(TRAVAIL À FAIRE) Recopiez à l'identique la partie des lignes ci-dessous qui commence par la ligne contenant « Query: woman on stretcher » et se termine par la ligne contenant « Mark the region of every instance of the woman », ces deux lignes comprises.

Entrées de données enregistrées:
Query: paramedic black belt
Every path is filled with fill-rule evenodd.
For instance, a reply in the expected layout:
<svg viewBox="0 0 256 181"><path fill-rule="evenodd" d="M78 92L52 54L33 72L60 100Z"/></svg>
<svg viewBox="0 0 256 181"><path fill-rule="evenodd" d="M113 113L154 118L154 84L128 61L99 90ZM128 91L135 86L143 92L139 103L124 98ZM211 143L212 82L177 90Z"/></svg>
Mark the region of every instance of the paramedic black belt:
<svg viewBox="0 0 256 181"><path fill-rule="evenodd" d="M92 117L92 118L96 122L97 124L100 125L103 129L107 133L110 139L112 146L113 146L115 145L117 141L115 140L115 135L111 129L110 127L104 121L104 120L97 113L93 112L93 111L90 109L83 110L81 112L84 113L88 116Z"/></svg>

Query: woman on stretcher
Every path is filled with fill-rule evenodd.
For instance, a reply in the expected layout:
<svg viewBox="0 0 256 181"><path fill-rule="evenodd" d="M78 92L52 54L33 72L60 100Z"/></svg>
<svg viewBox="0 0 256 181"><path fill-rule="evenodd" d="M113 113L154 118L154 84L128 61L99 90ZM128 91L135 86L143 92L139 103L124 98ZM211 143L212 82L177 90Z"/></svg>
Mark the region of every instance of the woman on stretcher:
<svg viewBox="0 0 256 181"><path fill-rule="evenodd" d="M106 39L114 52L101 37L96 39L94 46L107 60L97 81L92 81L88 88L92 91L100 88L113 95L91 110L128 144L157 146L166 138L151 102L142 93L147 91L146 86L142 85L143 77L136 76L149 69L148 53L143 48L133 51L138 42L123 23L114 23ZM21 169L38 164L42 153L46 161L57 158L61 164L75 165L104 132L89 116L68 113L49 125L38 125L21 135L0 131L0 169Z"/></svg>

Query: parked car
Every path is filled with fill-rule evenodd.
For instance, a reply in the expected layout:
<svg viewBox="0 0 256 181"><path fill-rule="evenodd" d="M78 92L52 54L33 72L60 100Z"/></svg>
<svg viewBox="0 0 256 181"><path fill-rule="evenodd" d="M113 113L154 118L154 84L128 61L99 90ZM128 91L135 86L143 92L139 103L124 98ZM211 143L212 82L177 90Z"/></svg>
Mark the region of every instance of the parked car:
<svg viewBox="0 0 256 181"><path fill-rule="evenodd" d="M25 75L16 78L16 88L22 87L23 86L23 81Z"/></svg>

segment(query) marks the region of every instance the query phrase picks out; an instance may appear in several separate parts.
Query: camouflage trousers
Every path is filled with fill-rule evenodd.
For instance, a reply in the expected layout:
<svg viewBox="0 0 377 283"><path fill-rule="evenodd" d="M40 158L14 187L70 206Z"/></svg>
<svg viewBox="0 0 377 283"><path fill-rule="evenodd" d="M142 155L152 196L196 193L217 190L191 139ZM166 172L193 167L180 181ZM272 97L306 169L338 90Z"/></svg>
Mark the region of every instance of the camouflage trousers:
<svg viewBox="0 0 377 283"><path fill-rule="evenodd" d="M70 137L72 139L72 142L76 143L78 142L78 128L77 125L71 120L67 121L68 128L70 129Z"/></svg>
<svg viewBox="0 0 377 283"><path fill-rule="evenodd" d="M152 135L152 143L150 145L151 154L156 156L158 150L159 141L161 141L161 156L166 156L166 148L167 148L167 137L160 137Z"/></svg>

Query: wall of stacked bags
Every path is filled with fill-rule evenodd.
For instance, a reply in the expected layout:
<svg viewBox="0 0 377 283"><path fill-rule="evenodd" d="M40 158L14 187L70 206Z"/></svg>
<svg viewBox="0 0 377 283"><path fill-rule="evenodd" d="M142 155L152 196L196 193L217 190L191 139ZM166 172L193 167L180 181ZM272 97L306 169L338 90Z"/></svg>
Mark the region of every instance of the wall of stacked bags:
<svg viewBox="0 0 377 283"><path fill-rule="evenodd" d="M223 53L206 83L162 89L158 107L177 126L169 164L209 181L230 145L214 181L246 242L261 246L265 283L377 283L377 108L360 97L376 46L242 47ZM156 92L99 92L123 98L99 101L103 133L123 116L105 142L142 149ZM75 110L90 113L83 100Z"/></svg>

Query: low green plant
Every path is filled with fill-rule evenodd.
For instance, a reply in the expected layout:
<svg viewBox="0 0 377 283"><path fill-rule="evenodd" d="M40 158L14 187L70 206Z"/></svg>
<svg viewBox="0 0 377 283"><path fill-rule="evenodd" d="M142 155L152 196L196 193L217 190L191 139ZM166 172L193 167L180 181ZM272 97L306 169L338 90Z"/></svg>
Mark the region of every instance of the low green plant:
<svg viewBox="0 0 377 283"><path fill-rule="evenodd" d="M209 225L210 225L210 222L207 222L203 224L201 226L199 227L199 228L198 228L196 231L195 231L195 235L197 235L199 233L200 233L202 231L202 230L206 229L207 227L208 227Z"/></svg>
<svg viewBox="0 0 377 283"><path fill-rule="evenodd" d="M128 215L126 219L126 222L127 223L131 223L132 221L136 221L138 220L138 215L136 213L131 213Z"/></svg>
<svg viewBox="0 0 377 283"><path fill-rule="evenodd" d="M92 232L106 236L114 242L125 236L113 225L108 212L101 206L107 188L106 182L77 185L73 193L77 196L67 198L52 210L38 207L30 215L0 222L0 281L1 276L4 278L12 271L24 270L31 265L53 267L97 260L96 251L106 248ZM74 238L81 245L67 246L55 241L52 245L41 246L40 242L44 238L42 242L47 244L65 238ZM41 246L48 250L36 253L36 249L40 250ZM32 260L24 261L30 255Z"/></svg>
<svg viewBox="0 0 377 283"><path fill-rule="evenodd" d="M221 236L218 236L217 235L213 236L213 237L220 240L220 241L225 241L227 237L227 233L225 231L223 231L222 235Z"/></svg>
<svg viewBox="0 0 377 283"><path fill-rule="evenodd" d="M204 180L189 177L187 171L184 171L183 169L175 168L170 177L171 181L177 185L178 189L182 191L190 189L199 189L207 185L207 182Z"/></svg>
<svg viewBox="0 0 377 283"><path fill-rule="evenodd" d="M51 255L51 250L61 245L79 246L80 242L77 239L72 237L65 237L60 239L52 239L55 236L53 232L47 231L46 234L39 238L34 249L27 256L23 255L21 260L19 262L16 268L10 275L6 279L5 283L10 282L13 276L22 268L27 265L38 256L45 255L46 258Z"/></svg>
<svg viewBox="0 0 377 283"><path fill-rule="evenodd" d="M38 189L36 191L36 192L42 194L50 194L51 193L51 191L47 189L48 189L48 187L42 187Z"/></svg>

(RÉPONSE ATTENDUE)
Query: woman on stretcher
Every path is filled with fill-rule evenodd.
For instance, a reply in the expected layout:
<svg viewBox="0 0 256 181"><path fill-rule="evenodd" d="M78 92L52 54L33 72L60 100Z"/></svg>
<svg viewBox="0 0 256 181"><path fill-rule="evenodd" d="M113 113L154 118L154 84L128 61L99 90ZM128 91L135 86L143 92L139 103L124 98ZM211 143L212 82L177 90Z"/></svg>
Mark the region of every instance of the woman on stretcher:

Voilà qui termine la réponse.